* YOUR ASSIGNMENT *
When a line below contains the word "formation", it counts toward the total; give that total and nothing besides.

(Records from a collection)
····················

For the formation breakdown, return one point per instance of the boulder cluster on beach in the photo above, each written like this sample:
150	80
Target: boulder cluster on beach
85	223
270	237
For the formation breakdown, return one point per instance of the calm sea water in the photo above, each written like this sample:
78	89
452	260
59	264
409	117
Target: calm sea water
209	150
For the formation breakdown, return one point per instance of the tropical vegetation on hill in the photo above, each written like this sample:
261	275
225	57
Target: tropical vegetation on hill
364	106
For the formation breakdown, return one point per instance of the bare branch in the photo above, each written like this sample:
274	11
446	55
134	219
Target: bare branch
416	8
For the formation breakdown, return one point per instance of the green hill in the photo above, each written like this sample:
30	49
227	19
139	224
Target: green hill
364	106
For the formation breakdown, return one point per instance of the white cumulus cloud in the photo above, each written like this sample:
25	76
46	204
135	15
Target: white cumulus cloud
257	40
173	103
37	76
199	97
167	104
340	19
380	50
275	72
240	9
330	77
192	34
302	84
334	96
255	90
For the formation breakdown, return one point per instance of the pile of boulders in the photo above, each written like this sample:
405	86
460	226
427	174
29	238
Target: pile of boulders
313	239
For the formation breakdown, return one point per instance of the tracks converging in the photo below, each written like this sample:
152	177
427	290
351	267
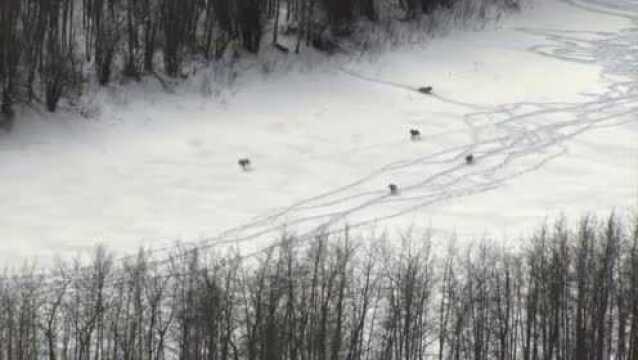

····················

* RESPONSE FOR THIS EXERCISE *
8